Gather every line of the listing below that contains the string "calm", matching uppercase and lowercase exactly.
-- Data provided start --
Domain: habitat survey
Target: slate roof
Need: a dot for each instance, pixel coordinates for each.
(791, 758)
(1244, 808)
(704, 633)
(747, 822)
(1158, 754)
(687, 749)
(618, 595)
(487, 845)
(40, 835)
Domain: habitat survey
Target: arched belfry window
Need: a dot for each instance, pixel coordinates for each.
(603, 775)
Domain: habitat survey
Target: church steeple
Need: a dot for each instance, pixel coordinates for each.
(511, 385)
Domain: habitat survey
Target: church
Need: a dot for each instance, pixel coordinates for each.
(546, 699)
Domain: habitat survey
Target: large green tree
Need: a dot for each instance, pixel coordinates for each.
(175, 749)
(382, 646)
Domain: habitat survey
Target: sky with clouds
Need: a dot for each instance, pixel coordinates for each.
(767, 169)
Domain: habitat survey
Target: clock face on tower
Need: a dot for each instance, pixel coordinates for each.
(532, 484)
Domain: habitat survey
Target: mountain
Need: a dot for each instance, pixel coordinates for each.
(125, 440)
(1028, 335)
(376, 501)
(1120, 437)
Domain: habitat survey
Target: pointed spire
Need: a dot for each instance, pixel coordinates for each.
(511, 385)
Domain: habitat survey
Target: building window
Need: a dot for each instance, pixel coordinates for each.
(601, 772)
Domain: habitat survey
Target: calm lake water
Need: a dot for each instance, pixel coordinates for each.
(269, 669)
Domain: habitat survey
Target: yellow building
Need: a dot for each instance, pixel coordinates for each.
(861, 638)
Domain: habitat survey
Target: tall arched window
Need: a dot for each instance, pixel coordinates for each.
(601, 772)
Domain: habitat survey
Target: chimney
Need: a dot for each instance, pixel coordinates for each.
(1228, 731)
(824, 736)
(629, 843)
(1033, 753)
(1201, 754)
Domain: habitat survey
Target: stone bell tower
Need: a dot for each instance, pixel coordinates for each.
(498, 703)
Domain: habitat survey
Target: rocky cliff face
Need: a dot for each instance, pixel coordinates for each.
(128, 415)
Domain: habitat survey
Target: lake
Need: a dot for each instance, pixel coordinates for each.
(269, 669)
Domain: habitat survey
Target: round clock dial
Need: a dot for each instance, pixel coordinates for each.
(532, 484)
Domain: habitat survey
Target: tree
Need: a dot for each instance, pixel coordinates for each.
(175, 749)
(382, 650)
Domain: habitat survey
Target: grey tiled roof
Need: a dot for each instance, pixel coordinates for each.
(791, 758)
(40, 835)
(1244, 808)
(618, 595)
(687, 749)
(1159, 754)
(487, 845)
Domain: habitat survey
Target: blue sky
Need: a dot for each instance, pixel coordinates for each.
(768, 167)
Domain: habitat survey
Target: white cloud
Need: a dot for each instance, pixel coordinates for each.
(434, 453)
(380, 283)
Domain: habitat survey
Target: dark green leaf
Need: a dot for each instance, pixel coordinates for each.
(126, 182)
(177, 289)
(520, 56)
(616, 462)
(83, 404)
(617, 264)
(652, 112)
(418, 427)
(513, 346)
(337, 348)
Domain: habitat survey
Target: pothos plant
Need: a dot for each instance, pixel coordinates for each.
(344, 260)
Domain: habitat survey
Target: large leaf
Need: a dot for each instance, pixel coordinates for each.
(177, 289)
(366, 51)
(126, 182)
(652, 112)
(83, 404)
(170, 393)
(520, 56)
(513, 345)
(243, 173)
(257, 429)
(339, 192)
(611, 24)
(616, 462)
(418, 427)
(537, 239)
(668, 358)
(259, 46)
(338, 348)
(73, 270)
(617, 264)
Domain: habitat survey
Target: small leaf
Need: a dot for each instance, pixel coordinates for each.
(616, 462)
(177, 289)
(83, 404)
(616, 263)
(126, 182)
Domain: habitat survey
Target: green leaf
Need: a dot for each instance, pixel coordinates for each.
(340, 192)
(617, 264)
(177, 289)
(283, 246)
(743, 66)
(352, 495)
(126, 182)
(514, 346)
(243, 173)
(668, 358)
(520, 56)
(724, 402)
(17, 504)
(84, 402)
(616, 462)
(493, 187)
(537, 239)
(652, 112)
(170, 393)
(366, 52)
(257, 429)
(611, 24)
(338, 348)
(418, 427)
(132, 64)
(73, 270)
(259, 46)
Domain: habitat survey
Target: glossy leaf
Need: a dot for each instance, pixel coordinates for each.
-- Data provided end --
-- Data provided start --
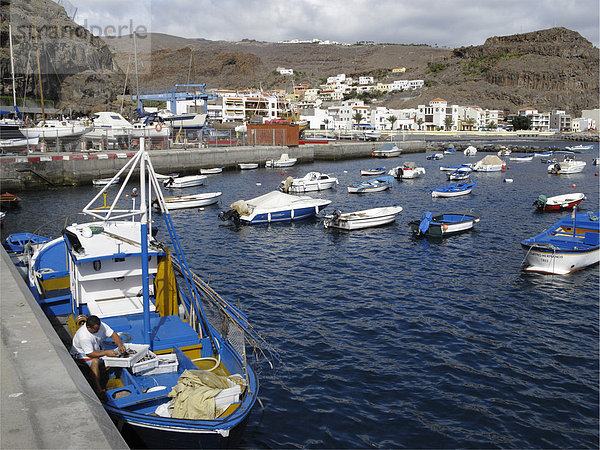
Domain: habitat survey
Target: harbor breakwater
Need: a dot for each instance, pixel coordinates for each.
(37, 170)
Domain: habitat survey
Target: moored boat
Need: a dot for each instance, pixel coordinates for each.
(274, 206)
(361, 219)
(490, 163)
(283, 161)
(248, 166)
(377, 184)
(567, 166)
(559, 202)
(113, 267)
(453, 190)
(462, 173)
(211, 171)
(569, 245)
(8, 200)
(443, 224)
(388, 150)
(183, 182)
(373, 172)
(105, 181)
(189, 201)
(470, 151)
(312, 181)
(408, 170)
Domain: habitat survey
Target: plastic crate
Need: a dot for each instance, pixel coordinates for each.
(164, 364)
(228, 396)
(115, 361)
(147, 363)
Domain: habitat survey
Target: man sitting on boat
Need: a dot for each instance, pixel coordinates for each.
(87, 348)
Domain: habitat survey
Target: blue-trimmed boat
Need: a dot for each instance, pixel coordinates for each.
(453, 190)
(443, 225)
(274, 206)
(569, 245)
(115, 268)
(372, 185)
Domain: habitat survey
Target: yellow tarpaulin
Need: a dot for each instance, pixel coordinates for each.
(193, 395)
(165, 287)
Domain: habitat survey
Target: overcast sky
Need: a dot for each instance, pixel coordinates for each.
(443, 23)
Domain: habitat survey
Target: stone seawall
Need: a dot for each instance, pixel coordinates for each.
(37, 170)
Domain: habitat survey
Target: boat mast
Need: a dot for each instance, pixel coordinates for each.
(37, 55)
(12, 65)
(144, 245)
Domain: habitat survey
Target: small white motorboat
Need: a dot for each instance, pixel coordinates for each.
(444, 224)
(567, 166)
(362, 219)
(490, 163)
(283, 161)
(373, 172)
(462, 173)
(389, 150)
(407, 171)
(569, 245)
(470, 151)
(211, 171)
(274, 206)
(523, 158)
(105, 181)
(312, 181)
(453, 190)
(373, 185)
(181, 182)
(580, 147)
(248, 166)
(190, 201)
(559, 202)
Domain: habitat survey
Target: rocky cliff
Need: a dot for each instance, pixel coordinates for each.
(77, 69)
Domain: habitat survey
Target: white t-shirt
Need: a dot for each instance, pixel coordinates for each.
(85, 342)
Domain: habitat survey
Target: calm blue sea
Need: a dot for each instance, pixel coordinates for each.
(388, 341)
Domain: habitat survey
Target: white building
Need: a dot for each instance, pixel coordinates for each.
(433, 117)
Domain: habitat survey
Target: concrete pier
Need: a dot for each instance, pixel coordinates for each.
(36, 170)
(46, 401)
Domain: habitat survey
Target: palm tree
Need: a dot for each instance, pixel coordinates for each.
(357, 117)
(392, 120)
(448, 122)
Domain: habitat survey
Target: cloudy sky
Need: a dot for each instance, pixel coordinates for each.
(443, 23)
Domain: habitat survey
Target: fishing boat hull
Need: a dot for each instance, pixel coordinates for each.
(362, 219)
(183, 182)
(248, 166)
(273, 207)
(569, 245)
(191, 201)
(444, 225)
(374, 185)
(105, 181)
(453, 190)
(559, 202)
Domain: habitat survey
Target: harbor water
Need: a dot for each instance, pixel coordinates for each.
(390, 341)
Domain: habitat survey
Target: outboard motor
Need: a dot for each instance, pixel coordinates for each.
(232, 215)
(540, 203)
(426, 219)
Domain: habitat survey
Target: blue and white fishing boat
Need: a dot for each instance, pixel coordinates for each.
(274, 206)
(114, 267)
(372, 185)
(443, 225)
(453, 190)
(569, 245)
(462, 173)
-- Data provided end --
§ Response
Target: calm lake water
Target: calm blue sea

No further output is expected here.